PROVIDED RECORDS =

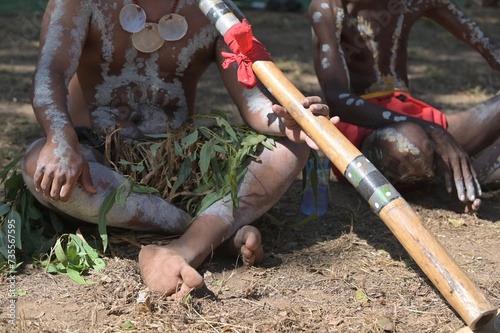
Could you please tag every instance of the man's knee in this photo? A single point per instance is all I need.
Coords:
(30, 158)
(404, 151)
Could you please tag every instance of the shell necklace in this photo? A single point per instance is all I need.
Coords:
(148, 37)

--

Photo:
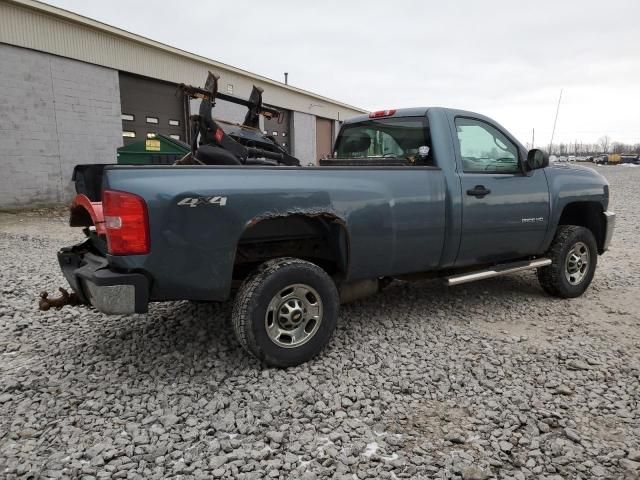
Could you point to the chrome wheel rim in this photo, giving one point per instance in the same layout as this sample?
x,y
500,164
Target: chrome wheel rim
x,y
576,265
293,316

TASK REQUIREMENTS =
Whenever the string "every" shows up in a line of the records, that line counts; state how many lines count, and only that.

OUTPUT =
2